* **What you should do**: Transcribe each of the entries below verbatim, line by line, changing nothing.

* **Input**:
....

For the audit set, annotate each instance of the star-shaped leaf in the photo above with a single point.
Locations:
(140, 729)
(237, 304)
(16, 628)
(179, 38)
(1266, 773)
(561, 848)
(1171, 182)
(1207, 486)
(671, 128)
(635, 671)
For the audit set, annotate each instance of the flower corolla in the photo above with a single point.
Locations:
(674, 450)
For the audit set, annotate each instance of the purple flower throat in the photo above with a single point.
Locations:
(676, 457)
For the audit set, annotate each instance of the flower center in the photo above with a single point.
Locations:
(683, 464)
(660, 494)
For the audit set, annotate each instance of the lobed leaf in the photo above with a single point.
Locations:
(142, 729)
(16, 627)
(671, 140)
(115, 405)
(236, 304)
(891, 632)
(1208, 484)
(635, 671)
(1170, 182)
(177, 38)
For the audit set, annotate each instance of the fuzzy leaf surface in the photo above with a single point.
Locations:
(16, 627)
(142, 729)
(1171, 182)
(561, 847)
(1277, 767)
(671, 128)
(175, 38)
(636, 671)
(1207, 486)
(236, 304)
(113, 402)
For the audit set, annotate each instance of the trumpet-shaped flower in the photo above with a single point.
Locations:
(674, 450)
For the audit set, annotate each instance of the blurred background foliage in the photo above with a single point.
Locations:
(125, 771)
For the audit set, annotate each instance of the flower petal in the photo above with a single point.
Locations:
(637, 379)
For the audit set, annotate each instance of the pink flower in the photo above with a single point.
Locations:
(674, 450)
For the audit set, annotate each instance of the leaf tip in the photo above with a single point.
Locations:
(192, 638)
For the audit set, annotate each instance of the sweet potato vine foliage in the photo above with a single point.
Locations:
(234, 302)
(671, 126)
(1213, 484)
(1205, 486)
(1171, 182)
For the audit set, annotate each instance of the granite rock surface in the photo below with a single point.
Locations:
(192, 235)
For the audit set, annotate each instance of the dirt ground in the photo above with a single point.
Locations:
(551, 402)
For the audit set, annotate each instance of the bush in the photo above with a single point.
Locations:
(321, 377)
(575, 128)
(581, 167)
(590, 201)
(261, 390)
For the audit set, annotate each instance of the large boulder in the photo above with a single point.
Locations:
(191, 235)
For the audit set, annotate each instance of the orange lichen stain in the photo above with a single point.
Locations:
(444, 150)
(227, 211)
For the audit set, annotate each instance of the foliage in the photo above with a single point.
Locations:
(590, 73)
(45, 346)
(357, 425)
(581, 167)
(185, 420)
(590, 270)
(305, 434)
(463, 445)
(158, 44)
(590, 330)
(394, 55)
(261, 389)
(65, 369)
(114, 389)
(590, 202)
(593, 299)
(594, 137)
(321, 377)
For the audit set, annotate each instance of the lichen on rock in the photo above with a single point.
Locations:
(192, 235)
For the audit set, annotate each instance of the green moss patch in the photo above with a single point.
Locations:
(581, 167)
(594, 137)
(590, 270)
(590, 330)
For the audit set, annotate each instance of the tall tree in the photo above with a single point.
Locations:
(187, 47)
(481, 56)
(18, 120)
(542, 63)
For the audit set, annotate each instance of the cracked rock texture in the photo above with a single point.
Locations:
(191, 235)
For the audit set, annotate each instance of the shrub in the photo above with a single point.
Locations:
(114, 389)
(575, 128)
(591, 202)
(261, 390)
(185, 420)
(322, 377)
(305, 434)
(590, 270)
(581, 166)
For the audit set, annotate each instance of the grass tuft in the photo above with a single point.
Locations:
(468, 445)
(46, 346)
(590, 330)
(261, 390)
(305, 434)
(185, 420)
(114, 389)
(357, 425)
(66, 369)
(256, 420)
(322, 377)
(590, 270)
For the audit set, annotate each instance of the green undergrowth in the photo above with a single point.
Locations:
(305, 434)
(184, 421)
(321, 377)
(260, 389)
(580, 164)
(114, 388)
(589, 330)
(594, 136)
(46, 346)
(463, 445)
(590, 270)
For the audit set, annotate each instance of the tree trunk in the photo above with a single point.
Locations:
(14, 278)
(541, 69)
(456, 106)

....

* **Reply**:
For the audit set, annotate each instance of the star-shaped leaf in the photo above with a single point.
Locations:
(140, 729)
(237, 304)
(16, 628)
(179, 38)
(1266, 773)
(561, 848)
(1171, 182)
(1207, 486)
(671, 128)
(635, 671)
For the audit set, annotate each instance of the flower corolla in the photo above with a single point.
Locations:
(674, 450)
For the audit set, annotate each instance of the purple flower throat in the photo above with a single point.
Locations:
(676, 457)
For the audit set, annotate each instance of the flower center in the photo above with a single point.
Locations:
(683, 464)
(660, 494)
For the audit set, annotate each instance of the lobed leaf in the photo above with a single point.
Locations:
(142, 729)
(16, 627)
(671, 140)
(115, 405)
(236, 304)
(891, 632)
(1208, 484)
(635, 671)
(1170, 182)
(177, 38)
For the audit set, annotate each instance of the fuzzy leaf surface in the photo above with a single point.
Locations:
(16, 627)
(142, 729)
(1171, 182)
(561, 847)
(1277, 767)
(671, 128)
(175, 38)
(636, 671)
(1207, 486)
(236, 304)
(113, 402)
For the audit set, annotate each instance of the trumpet-shaped flower in the photo above with a single point.
Locations:
(674, 450)
For the audit set, annotate each instance of the blurred background foliage in the photo above with a single point.
Locations:
(125, 771)
For the audit set, annotate each instance of the flower petal in the photo above with a single point.
Locations:
(637, 379)
For the audit set, annotate each instance of the pink flower in the photo above with a single point.
Locations:
(674, 450)
For the audit set, annotate each instance of the leaf tip in the photo above with a single point.
Locations:
(192, 638)
For the audit set, annotate each instance of the sweet potato vine foliage in the photo above with a single point.
Locations:
(234, 302)
(671, 126)
(1213, 484)
(1205, 486)
(1171, 182)
For the audit set, annotate each instance of the granite rock surface in the photo below with a single point.
Locations:
(192, 235)
For the audit set, annotate each instance of the dirt ground in the photo above with a single point.
Locations:
(551, 402)
For the audit set, annotate each instance of the bush in the photo above with a single point.
Locations:
(321, 377)
(575, 128)
(581, 167)
(590, 201)
(261, 390)
For the audit set, annotate each instance of the large boulder in the photo above with a single point.
Locations:
(191, 235)
For the audit set, annotate each instance of the orange lichen stain in the photo above with a single point.
Locations:
(444, 150)
(227, 211)
For the audit set, annotate each instance of the foliage in the photo above with a single point.
Locations:
(590, 73)
(45, 346)
(357, 425)
(581, 167)
(185, 420)
(590, 270)
(305, 434)
(463, 445)
(158, 44)
(590, 330)
(394, 55)
(261, 389)
(65, 369)
(114, 389)
(590, 202)
(593, 299)
(594, 137)
(321, 377)
For the audit set, annotate each instance of the lichen on rock in the photo above with a single point.
Locations:
(192, 235)
For the audit set, annotate each instance of the green moss patch in the photo above with a single point.
Locations:
(581, 167)
(594, 137)
(590, 270)
(590, 330)
For the audit set, annotate each instance of the tall tree in the photo above with a single point.
Locations:
(187, 47)
(481, 56)
(18, 120)
(542, 63)
For the audit set, annotate each instance of the cracked rock texture in the photo above with a single point.
Locations:
(191, 235)
For the audit set, annotate each instance of the shrub in the photo above with a single point.
Locations:
(114, 389)
(575, 128)
(591, 202)
(261, 390)
(185, 420)
(322, 377)
(305, 434)
(590, 270)
(581, 166)
For the audit set, annotate each instance of the grass tuft in the photo above with a single point.
Locations:
(468, 445)
(46, 346)
(590, 330)
(261, 390)
(305, 434)
(185, 420)
(114, 389)
(357, 425)
(66, 369)
(256, 420)
(322, 377)
(590, 270)
For the audit set, annotate each instance of the green undergrowth in the photo above with a single point.
Locations:
(305, 434)
(184, 421)
(321, 377)
(260, 389)
(580, 164)
(114, 388)
(589, 330)
(594, 136)
(46, 346)
(463, 445)
(590, 270)
For the audit set, annotate each instance of the tree trunk in the photo above with a single point.
Locations:
(14, 278)
(541, 69)
(456, 106)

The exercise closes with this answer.